GIVEN PROBLEM: Extend the African news roundup that follows with its next passage, picking up right after its last sentence.

Other controversial amendments include boosting Sisi's control over the judiciary and giving the military even greater influence in political life.

  • Trial starts in Senegal of cleric accused in double killing

A Senegalese court on Tuesday began the long-awaited six-session trial of a religious leader and 21 disciples accused in the murder of two renegade followers seven years ago.

One of the accused is Sheikh Bethio Thioune, who leads a major group in the Mouride Brotherhood, a Sufi order of Islam that wields great political influence in Senegal.

The trial, unfolding at Mbour, about 80 kilometres (50 miles) southeast of Dakar, turns on the gruesome killing on April 22, 2012 of two young men, whose badly-beaten bodies were found 800 metres (yards) from Thioune's home, in Keur Samba Laobe, western Senegal.

His followers, known as "Thiantacounes", are accused of brutally killing the pair at his residence and tossing their bodies in a shallow grave.

The murder has turned a spotlight on the role of charismatic leaders in Senegal, where 90 percent of the population are Muslim and many are members of the Mouride Brotherhood.

  • African leaders urge 'peaceful' transition in Sudan, ceasefire in Libya

African leaders called on Tuesday for an "immediate halt" to the fighting in Libya and urged Sudan's new military rulers to implement "peaceful, organised and democratic transition measures" within three months, the Egyptian presidency said.

President Abdel Fattah al-Sisi had called the leaders for an emergency meeting on the upheavals in neighbouring Sudan and Libya.

The leaders agreed on "the need for more time" for a transition, urging the African Union to extend its end of April deadline for the ruling military council to hand power to civilians or face suspension from the bloc.

An extension would ease international pressure on the council, which took power after the army's toppling of longtime president Omar al-Bashir, to yield power.

Bashir left office on April 11, but protesters have continued to hold mass rallies and world powers have backed their calls for a swift transition to a non-military government, demands the council has so far resisted.

Dataset excerpt
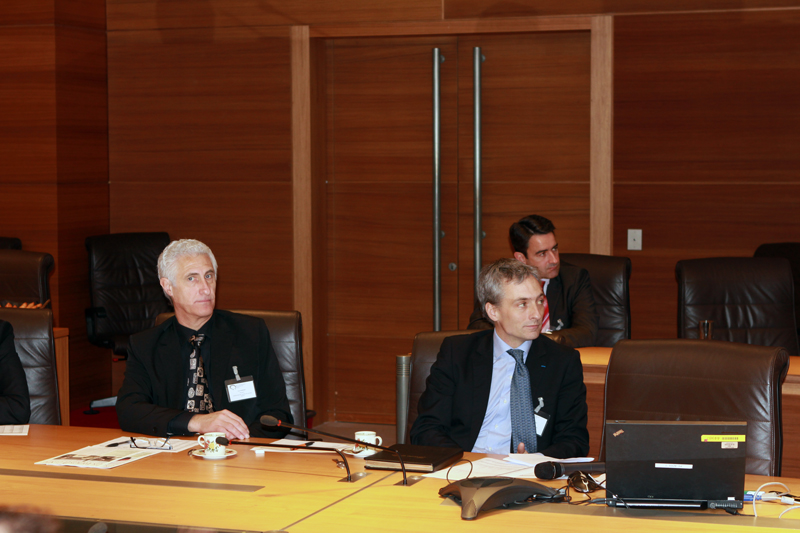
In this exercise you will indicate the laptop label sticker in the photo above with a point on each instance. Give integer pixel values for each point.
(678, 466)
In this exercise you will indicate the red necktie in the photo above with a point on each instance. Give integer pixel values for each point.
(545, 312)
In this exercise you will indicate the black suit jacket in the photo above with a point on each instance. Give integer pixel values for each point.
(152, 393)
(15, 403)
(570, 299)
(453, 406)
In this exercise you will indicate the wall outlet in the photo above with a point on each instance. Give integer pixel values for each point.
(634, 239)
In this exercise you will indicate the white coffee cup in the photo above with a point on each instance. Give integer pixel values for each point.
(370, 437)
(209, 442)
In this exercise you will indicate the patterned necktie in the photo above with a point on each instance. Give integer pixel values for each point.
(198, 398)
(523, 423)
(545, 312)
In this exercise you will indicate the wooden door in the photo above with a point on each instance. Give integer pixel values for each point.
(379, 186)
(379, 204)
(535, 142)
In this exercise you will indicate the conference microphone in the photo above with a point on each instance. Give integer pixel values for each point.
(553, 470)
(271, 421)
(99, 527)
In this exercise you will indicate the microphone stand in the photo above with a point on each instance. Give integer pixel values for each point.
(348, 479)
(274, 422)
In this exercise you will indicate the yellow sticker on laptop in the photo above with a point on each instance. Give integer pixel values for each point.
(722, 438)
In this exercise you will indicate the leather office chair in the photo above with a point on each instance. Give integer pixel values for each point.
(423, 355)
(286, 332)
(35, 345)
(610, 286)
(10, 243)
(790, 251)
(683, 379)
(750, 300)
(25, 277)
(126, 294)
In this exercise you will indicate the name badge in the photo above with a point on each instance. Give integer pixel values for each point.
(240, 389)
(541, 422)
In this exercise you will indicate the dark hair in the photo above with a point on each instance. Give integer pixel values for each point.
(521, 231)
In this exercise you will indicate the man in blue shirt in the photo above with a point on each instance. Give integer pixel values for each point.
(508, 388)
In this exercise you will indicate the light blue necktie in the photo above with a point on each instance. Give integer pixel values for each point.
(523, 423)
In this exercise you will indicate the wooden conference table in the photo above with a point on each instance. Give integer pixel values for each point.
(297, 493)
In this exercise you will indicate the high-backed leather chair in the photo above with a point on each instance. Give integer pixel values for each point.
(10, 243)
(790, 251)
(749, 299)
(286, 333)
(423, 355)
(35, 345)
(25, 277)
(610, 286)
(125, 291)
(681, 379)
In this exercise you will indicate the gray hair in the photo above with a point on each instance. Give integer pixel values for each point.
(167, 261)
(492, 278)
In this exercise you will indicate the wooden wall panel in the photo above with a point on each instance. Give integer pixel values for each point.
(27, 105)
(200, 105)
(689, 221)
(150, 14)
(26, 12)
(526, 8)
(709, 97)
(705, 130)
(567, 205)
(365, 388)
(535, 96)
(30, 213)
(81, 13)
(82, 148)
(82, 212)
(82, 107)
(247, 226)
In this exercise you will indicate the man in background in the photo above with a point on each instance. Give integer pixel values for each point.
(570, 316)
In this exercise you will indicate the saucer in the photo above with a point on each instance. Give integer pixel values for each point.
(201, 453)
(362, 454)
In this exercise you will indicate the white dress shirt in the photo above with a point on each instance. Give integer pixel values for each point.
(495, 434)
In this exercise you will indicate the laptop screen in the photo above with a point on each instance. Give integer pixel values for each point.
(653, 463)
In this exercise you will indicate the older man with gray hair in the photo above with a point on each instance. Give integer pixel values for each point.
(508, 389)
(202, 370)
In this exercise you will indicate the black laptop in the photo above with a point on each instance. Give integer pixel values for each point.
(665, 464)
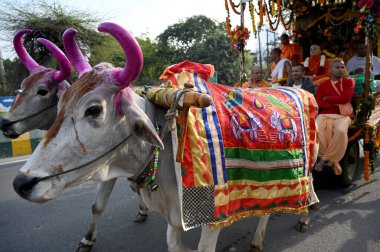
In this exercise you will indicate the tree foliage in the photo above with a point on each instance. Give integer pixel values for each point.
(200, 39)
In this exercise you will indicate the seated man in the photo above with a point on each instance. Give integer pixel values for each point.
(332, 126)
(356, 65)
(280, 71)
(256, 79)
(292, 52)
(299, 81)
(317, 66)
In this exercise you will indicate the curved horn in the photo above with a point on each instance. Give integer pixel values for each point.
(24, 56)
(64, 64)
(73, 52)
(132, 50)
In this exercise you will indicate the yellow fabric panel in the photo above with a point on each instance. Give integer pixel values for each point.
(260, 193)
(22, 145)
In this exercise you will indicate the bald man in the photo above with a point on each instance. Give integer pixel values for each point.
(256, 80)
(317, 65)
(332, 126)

...

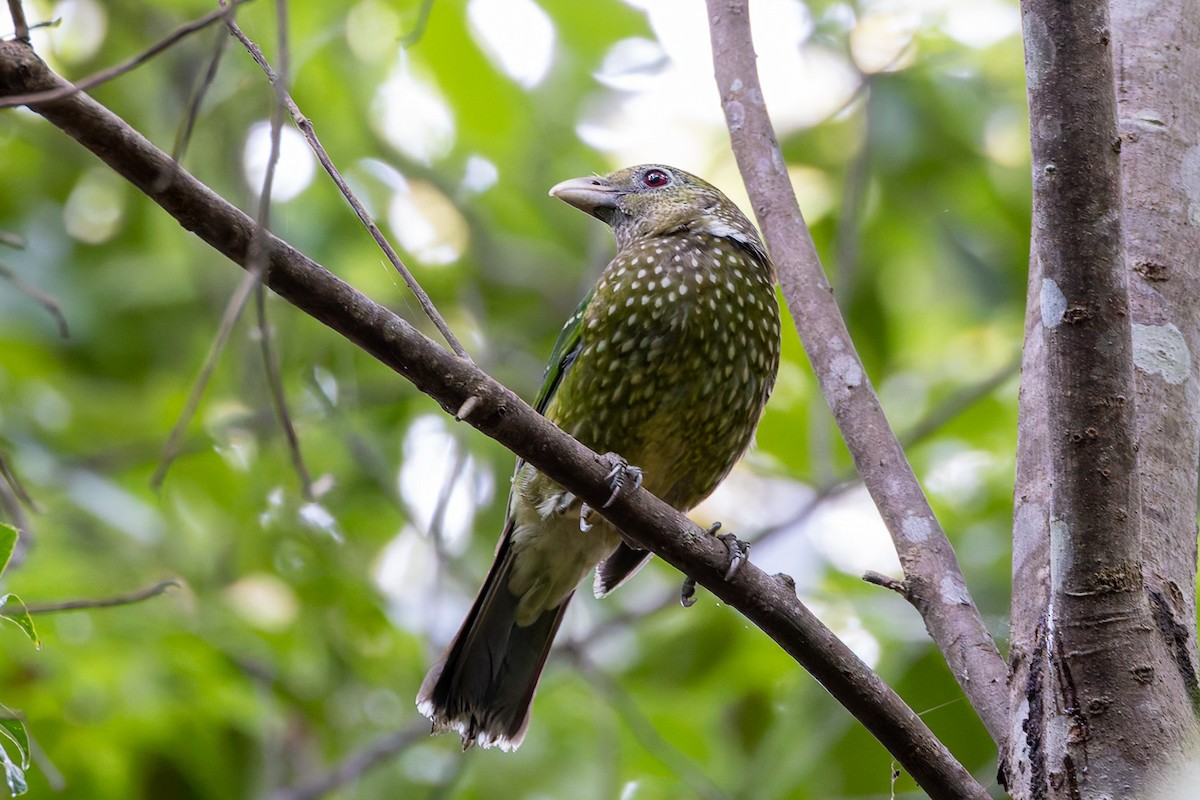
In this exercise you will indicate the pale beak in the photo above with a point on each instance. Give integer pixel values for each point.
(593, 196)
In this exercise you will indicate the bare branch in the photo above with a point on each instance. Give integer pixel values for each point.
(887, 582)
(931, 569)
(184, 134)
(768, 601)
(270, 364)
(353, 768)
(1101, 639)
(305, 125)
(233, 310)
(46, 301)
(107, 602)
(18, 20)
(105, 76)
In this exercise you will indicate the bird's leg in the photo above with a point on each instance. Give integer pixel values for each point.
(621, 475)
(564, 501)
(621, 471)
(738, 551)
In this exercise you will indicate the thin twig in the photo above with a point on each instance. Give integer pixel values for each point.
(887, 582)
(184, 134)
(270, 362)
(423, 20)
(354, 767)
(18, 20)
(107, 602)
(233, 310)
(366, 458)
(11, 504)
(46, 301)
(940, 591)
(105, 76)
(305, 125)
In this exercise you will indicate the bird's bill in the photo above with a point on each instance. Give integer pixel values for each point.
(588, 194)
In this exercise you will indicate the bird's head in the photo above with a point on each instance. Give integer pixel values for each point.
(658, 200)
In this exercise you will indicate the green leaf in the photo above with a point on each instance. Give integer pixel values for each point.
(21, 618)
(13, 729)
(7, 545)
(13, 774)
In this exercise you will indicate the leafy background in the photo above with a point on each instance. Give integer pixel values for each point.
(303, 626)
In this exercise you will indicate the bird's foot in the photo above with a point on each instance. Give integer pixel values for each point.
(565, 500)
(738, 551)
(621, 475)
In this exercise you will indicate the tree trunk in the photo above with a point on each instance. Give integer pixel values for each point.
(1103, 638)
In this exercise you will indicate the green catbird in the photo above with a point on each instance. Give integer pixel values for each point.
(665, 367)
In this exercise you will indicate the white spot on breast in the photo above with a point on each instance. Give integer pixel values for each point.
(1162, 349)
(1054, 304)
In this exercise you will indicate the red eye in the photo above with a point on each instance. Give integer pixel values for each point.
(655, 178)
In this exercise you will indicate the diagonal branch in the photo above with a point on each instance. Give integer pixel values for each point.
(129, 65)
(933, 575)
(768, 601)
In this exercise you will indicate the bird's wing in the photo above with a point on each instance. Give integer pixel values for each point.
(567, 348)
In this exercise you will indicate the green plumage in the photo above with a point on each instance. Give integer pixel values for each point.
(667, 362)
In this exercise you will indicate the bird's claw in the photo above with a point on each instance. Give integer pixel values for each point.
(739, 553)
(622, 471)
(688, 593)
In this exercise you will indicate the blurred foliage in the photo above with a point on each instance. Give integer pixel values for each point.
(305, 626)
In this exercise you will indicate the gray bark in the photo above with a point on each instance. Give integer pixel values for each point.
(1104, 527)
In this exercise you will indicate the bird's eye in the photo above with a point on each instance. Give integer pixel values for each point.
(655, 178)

ANSWER TO THE EXERCISE:
  • Libyan PM accuses France of supporting 'dictator' Haftar

Libyan Prime Minister Fayez al-Sarraj, head of the internationally recognised government in Tripoli, accused France on Wednesday of supporting his rival Khalifa Haftar whom he described as a "dictator".

The comments from Sarraj to the Liberation and Le Monde newspapers in France are his harshest criticism yet of Paris which has long been suspected of offering backing to Haftar, a former army field marshal based in eastern Libya.

Haftar, head of a self-styled Libyan National Army (LNA), has gradually expanded his territorial control and launched an offensive on April 4 on the capital Tripoli where Sarraj's UN-recognised government is based.

The UN says the offensive has left 264 dead and left more than 1,200 wounded.

  • Trump boasts of helping Twitter triple profit

Twitter said Tuesday profits soared in the past quarter, and President Donald Trump immediately claimed credit for the success of the short messaging platform even as he renewed his allegations of bias.

Profits in the first quarter hit $191 million, compared with $61 million a year earlier, while revenues increased 18 percent to $787 million.

Twitter's global user base appeared to show modest growth.

Trump, arguably the platform's most prominent user, sought to claim credit for the strong Twitter results while renewing his allegations of bias.

On his Twitter feed, Trump said the results were good but could be better "if Twitter wasn't playing their political games" and argued for "more, and fairer, companies.

Chief executive Jack Dorsey said Twitter is benefiting from its moves to root out abusive and inauthentic content that had hurt Twitter's reputation.

Twitter shares rallied some six percent in pre-market trade on the stronger-than-expected results.

The messaging platform has become an important tool for celebrities, politicians and journalists, but has failed to grow as quickly as Facebook and other social media among mainstream internet users.

  • UAE launches virtual 'Ministry of Possibilities'

The United Arab Emirates on Tuesday unveiled a new branch of government, a Ministry of Possibilities, three years after launching a department in charge of happiness.

Sheikh Mohammed bin Rashid Al-Maktoum, the UAE's premier and ruler of Dubai, said the "unconventional" ministry would function "without a minister" but with input from the whole cabinet.

"We launched the world's first virtual 'Ministry of Possibilities', a new government work system in the UAE," he said on Twitter. "The virtual ministry, administered by the cabinet, will address pressing national portfolios and build future government systems." It would also cut waiting times for government services, according to the Dubai government's media office. Sheikh Mohammed said: "Future challenges require the constant development of the government structure... and impossible is not in our dictionary." In 2016, the UAE created ministries of happiness and tolerance.

  • DR Congo Nobel calls for action on war sex victims

Nobel Peace Prize laureates Nadia Murad and Denis Mukwege called Tuesday for justice for victims of sexual violence in conflict zones, as the UN Security Council approved a watered-down resolution largely stripped of substance by the United States and Russia.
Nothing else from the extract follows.